A partir de setembro uma vacina brasileira contra o vírus HIV será testada em macacos. O imunizante, que começou a ser desenvolvido em 2001, conseguiu bons resultados nas avaliações feitas em camundongos e agora será testado em macacos, que têm o sistema imunológico mais parecido com o do humano. "Se no macaco nós tivermos uma resposta da força que nós tivemos no camundongo, nós temos um candidato à vacina muito poderoso", explicou um dos responsáveis pelo projeto, o pesquisador da Faculdade de Medicina da Universidade de São Paulo (FMUSP), Edecio Cunha Neto. Nesta fase, a vacina será ministrada a quatro animais e os pesquisadores precisarão de ao menos seis meses para começar a avaliar os resultados.
O estudo está sendo conduzido pelo Instituto de Investigação em Imunologia, vinculado ao Ministério da Ciência, Tecnologia e Inovação (MCTI), e apoiado pela Fundação de Amparo à Pesquisa do Estado de São Paulo (Fapesp). Os trabalhos também são conduzidos pelos pesquisadores da FMUSP Jorge Kalil e Simone Fonseca.

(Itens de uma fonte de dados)
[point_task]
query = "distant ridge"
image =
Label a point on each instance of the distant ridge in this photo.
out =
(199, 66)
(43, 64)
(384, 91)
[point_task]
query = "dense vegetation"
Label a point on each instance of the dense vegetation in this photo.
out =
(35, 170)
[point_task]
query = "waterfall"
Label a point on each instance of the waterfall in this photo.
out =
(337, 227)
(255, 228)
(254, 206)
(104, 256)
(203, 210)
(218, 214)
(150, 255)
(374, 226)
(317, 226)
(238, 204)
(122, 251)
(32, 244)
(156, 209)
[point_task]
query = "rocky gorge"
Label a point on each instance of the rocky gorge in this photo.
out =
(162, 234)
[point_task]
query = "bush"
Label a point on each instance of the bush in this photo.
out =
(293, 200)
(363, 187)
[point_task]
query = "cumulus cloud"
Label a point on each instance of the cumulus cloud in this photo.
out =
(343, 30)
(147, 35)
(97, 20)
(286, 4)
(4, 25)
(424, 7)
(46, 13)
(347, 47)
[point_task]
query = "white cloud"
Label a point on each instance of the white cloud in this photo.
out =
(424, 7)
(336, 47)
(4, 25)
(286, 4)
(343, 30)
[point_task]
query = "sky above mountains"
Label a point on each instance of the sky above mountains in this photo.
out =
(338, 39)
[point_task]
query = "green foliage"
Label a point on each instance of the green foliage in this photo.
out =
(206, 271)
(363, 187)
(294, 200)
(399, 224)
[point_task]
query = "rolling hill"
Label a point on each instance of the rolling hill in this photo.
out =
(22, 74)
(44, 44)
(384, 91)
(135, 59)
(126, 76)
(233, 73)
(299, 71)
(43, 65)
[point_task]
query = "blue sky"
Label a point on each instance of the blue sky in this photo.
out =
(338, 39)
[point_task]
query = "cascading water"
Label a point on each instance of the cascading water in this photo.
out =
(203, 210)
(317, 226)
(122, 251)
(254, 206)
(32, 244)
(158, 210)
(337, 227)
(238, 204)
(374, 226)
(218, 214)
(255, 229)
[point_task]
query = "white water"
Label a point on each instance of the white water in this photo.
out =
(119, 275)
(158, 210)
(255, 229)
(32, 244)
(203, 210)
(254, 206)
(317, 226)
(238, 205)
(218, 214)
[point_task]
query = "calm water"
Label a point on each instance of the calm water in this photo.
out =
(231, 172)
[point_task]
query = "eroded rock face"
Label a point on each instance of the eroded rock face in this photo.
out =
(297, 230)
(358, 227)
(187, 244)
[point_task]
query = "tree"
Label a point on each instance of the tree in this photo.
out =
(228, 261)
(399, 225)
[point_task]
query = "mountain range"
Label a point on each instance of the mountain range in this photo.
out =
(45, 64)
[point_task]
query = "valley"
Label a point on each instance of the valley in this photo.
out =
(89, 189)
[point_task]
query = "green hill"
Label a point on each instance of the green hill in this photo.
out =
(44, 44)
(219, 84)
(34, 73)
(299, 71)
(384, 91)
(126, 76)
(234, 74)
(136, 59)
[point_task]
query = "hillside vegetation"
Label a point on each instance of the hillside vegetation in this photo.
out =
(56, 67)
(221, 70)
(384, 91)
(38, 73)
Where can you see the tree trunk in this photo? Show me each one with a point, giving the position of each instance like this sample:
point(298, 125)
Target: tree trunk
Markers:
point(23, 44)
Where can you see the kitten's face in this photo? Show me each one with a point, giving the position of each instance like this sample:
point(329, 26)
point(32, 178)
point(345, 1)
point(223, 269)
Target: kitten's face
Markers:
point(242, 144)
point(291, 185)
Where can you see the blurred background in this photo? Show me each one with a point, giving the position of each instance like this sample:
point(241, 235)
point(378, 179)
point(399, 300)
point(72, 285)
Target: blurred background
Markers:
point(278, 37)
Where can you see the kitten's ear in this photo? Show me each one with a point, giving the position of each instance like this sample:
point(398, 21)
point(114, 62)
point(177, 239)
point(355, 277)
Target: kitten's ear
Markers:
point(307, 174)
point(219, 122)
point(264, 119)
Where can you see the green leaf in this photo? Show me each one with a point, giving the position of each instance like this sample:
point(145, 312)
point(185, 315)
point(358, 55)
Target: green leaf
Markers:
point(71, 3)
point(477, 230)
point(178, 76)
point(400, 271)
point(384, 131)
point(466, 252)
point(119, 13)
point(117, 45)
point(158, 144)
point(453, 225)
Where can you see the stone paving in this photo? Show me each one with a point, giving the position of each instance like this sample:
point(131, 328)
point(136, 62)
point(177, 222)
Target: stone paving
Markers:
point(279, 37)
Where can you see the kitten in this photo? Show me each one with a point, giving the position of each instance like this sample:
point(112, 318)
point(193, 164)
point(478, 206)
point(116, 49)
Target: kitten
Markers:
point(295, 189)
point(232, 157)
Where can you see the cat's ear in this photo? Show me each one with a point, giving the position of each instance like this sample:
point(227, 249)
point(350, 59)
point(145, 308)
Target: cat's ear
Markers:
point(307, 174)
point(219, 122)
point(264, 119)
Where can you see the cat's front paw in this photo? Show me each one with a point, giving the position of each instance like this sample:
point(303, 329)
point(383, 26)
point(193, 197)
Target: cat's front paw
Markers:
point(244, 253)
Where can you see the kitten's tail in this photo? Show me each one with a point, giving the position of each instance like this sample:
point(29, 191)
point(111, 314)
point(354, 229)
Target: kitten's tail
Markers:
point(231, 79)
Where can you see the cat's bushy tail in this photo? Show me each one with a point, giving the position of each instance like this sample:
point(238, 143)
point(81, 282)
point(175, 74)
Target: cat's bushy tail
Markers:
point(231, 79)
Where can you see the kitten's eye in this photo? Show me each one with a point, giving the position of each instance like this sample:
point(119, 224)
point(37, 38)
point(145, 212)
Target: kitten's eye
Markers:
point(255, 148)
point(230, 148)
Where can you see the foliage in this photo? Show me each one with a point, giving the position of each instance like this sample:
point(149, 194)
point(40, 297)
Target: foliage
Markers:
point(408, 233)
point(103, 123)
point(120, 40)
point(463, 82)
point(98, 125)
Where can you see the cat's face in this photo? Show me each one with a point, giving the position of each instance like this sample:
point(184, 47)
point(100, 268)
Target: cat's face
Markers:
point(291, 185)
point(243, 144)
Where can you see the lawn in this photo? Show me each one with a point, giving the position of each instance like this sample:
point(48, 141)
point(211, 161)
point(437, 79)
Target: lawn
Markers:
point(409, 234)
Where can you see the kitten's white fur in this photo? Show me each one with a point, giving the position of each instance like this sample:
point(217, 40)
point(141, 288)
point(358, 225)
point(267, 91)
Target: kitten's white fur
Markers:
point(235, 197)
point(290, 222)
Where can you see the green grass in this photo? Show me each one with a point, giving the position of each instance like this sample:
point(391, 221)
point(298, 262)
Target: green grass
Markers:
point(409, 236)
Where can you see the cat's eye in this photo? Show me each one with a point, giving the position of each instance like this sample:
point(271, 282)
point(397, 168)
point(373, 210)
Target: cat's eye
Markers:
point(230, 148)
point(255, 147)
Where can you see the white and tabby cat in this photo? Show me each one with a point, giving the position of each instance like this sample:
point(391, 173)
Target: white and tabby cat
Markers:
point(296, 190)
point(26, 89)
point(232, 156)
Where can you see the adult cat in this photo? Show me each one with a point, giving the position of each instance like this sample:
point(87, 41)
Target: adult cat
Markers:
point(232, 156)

**Conjunto de tarefas**
1 – No texto sobre a vacina contra o HIV, reescreva o trecho de "O estudo está" até "e Simone Fonseca.", renomeando "Instituto de Investigação em Imunologia" para "Instituto de Imunologia".
2 – Quais pesquisadores são citados pelo nome no texto sobre a vacina contra o HIV? Liste todos.

**Respostas numeradas**
1 –
O estudo está sendo conduzido pelo Instituto de Imunologia, vinculado ao Ministério da Ciência, Tecnologia e Inovação (MCTI), e apoiado pela Fundação de Amparo à Pesquisa do Estado de São Paulo (Fapesp). Os trabalhos também são conduzidos pelos pesquisadores da FMUSP Jorge Kalil e Simone Fonseca.

2 – Edecio Cunha Neto, Jorge Kalil e Simone Fonseca.